## TASK STATEMENT
From the first line to the last, reproduce the data exactly.

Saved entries
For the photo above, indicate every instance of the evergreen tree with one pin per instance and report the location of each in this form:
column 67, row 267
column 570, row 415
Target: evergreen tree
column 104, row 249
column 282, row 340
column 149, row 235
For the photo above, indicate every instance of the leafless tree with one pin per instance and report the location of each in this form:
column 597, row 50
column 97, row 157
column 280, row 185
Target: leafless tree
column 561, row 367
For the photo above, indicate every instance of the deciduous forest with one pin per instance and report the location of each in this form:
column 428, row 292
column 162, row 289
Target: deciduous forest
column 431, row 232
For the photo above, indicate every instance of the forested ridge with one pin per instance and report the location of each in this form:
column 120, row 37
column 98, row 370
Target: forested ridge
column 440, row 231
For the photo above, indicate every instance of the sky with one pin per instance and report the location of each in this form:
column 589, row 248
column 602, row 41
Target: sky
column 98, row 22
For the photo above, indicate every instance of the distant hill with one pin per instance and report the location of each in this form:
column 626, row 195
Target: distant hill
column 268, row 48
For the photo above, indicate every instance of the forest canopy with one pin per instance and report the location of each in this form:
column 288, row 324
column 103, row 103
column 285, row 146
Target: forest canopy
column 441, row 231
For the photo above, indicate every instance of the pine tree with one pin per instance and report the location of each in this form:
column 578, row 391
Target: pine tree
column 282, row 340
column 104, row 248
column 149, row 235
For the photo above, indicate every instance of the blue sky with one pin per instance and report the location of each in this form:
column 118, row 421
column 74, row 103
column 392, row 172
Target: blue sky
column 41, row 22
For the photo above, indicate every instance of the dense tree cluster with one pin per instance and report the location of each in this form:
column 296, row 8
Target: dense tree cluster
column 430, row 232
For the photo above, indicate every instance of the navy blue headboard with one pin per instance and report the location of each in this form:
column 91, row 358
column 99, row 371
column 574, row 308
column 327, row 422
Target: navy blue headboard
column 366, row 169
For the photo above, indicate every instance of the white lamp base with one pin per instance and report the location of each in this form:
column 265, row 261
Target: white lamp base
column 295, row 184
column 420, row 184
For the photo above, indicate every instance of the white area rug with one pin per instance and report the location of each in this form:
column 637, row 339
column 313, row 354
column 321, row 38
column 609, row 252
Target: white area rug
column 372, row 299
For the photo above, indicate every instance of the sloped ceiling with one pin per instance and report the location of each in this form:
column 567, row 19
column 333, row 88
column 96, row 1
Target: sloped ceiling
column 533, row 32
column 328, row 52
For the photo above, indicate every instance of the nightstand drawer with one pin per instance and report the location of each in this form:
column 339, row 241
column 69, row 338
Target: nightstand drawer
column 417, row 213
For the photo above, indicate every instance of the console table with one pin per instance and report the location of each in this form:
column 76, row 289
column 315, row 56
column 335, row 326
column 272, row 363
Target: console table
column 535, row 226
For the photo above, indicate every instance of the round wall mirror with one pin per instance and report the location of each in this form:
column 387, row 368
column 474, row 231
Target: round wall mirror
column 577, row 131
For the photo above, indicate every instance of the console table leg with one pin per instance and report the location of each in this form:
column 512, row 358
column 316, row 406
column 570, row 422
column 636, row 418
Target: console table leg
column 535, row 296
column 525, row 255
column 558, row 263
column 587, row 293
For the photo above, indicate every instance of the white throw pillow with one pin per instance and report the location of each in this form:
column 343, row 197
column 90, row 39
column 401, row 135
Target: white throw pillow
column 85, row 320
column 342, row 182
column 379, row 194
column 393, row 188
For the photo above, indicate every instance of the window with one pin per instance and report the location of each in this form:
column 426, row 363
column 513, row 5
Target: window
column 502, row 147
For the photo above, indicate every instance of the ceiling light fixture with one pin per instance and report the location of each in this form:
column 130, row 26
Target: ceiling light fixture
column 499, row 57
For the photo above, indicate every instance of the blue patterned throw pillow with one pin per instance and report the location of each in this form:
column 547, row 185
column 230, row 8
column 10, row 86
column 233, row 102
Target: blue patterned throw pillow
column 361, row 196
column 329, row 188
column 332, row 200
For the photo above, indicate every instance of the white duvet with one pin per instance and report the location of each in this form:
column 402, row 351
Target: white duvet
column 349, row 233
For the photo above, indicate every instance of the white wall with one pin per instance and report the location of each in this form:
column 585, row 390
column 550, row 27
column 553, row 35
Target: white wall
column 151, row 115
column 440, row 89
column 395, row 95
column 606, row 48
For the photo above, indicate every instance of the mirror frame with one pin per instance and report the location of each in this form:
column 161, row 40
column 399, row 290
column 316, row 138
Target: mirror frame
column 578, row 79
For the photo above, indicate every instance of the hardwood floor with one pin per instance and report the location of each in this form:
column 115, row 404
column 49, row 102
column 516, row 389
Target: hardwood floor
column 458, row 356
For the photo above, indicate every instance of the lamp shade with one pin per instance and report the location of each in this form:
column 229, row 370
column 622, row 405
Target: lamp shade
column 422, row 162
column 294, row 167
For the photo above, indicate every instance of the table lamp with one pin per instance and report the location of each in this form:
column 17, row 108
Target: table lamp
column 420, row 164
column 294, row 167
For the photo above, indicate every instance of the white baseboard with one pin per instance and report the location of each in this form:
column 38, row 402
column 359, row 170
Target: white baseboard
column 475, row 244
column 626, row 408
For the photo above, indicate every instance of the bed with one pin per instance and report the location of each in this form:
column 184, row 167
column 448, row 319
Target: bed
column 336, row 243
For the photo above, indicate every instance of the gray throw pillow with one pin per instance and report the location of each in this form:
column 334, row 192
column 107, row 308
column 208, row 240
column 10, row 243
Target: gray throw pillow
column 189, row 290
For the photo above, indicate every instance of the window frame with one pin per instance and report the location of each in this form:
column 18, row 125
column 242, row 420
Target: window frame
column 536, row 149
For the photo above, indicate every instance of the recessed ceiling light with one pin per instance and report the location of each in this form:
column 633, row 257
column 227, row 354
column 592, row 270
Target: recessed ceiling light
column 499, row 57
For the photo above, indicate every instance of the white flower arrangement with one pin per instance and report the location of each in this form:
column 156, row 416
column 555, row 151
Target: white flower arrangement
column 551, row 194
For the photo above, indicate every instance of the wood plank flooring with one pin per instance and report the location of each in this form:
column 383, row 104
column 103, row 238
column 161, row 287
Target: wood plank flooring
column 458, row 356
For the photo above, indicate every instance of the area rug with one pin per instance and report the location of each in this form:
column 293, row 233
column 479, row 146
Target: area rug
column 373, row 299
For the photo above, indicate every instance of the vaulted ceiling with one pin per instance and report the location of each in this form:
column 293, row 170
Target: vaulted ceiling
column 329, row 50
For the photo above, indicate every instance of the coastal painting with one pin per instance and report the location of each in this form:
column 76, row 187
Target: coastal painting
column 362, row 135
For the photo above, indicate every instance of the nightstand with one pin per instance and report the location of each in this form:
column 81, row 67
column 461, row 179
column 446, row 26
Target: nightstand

## WRITTEN SOLUTION
For the photo above, indicate every instance of the evergreen tree with one pin per instance and report the location of each in this form:
column 67, row 267
column 570, row 415
Target: evergreen tree
column 104, row 249
column 282, row 340
column 149, row 235
For the photo above, indicate every instance of the leafless tree with one pin per instance and report the location of each in this form:
column 597, row 50
column 97, row 157
column 280, row 185
Target: leafless tree
column 561, row 367
For the photo above, indicate every instance of the deciduous forest with one pin per instance and report the location of each in this form:
column 428, row 292
column 162, row 289
Target: deciduous forest
column 431, row 232
For the photo above, indicate every instance of the forested ridge with one pin per instance and report the location of each in this form:
column 120, row 37
column 98, row 370
Target: forested ridge
column 440, row 231
For the photo above, indicate every instance of the sky with one pin per instance and report the location of each in this form:
column 589, row 248
column 602, row 41
Target: sky
column 98, row 22
For the photo above, indicate every instance of the distant hill with one pin per instance and report the location of each in this form:
column 626, row 195
Target: distant hill
column 268, row 48
For the photo above, indicate every instance of the forest canopy with one pin per instance and report the location of each in this form:
column 288, row 324
column 103, row 103
column 285, row 146
Target: forest canopy
column 441, row 231
For the photo above, indicate every instance of the pine tree with one pin per instance and report the location of each in this form:
column 578, row 391
Target: pine tree
column 282, row 340
column 104, row 248
column 149, row 235
For the photo above, indicate every instance of the blue sky with one pin per instance and report the location of each in this form:
column 118, row 421
column 74, row 103
column 392, row 172
Target: blue sky
column 41, row 22
For the photo above, indicate every instance of the dense tree cluster with one pin per instance and report the location of each in this form:
column 296, row 8
Target: dense tree cluster
column 430, row 232
For the photo above, indicate every instance of the navy blue headboard with one pin per instance and report the location of each in this form:
column 91, row 358
column 99, row 371
column 574, row 308
column 327, row 422
Target: navy blue headboard
column 366, row 169
For the photo above, indicate every instance of the white lamp base with one pin per instance and report the location of each in this form:
column 265, row 261
Target: white lamp base
column 295, row 184
column 420, row 184
For the photo above, indicate every instance of the white area rug with one pin per instance and report the location of each in this form:
column 637, row 339
column 313, row 354
column 321, row 38
column 609, row 252
Target: white area rug
column 372, row 299
For the photo above, indicate every instance of the sloped ceiling with one pin per instance and report the location of each in this form:
column 567, row 19
column 333, row 88
column 96, row 1
Target: sloped ceiling
column 533, row 32
column 328, row 52
For the photo above, indicate every instance of the nightstand drawer with one pin per instance and report the location of each in this form:
column 339, row 241
column 69, row 338
Target: nightstand drawer
column 417, row 213
For the photo above, indicate every instance of the console table with one pin per instance and report the location of each in this form:
column 76, row 289
column 315, row 56
column 335, row 326
column 272, row 363
Target: console table
column 535, row 226
For the photo above, indicate every instance of the round wall mirror with one pin per instance and report the location of each in this form:
column 387, row 368
column 474, row 231
Target: round wall mirror
column 577, row 131
For the photo above, indicate every instance of the console table leg with one pin per instance and report the location of each in this form:
column 512, row 358
column 316, row 406
column 570, row 422
column 636, row 418
Target: console table leg
column 535, row 296
column 525, row 255
column 558, row 263
column 587, row 293
For the photo above, indicate every instance of the white throw pillow with one pin per instance and report the location of each in this form:
column 343, row 197
column 90, row 39
column 401, row 135
Target: white throw pillow
column 85, row 320
column 342, row 182
column 379, row 194
column 393, row 188
For the photo above, indicate every instance of the window with one pin per instance and report the location of each in this form:
column 426, row 363
column 513, row 5
Target: window
column 502, row 147
For the photo above, indicate every instance of the ceiling light fixture with one pin per instance and report the location of each in this form:
column 130, row 26
Target: ceiling light fixture
column 499, row 57
For the photo above, indicate every instance of the blue patterned throw pillow with one pin per instance and report the location of each in this form:
column 547, row 185
column 230, row 8
column 10, row 86
column 233, row 102
Target: blue patterned throw pillow
column 361, row 196
column 329, row 188
column 332, row 200
For the photo above, indicate every instance of the white duvet with one pin per instance and report the location of each in this form:
column 402, row 351
Target: white duvet
column 349, row 233
For the photo above, indicate every instance of the white wall with one pin per instance and report the location of each in this form:
column 585, row 390
column 550, row 27
column 553, row 35
Target: white wall
column 151, row 115
column 440, row 89
column 395, row 95
column 606, row 48
For the photo above, indicate every instance of the mirror frame with one pin per instance and report the location of each in this form:
column 161, row 40
column 399, row 290
column 316, row 138
Target: mirror frame
column 578, row 79
For the photo above, indicate every instance of the hardwood floor with one pin per instance and report the location of each in this form:
column 115, row 404
column 49, row 102
column 516, row 389
Target: hardwood floor
column 458, row 356
For the photo above, indicate every instance of the lamp shade with one pin per instance and report the location of each in this form:
column 229, row 370
column 622, row 405
Target: lamp shade
column 422, row 162
column 294, row 167
For the photo above, indicate every instance of the table lamp with one pin per instance and report the location of each in this form:
column 17, row 108
Target: table lamp
column 420, row 164
column 294, row 167
For the photo above, indicate every instance of the white baseboard with one pin per instance and report the location of each in this form:
column 38, row 402
column 359, row 170
Target: white baseboard
column 475, row 244
column 626, row 408
For the photo above, indicate every instance of the bed with one pin per instance and report the location of each in this form:
column 184, row 167
column 448, row 319
Target: bed
column 336, row 243
For the photo above, indicate every instance of the gray throw pillow with one pin per instance and report the location of each in this form:
column 334, row 192
column 107, row 308
column 208, row 240
column 10, row 243
Target: gray throw pillow
column 189, row 290
For the photo above, indicate every instance of the window frame with one pin per instance and report the location of each in this form:
column 18, row 125
column 242, row 420
Target: window frame
column 536, row 149
For the photo above, indicate every instance of the recessed ceiling light with one pin per instance and report the location of each in this form:
column 633, row 257
column 227, row 354
column 592, row 270
Target: recessed ceiling light
column 499, row 57
For the photo above, indicate every instance of the white flower arrangement with one pin per instance and report the location of each in this form:
column 156, row 416
column 555, row 151
Target: white flower arrangement
column 551, row 194
For the photo above, indicate every instance of the wood plank flooring with one pin per instance and report the location of each in this form:
column 383, row 104
column 103, row 238
column 161, row 287
Target: wood plank flooring
column 458, row 356
For the photo above, indicate every instance of the area rug with one pin per instance and report the location of each in this form:
column 293, row 233
column 479, row 146
Target: area rug
column 373, row 299
For the photo above, indicate every instance of the vaulted ceiling with one pin per instance and report the location of each in this form:
column 293, row 170
Target: vaulted ceiling
column 329, row 50
For the photo above, indicate every instance of the coastal painting with one pin per instance and report the location of each in this form:
column 76, row 187
Target: coastal painting
column 362, row 135
For the photo above, indicate every instance of the nightstand with one pin per instance and report the location of each in this form:
column 81, row 67
column 461, row 179
column 446, row 26
Target: nightstand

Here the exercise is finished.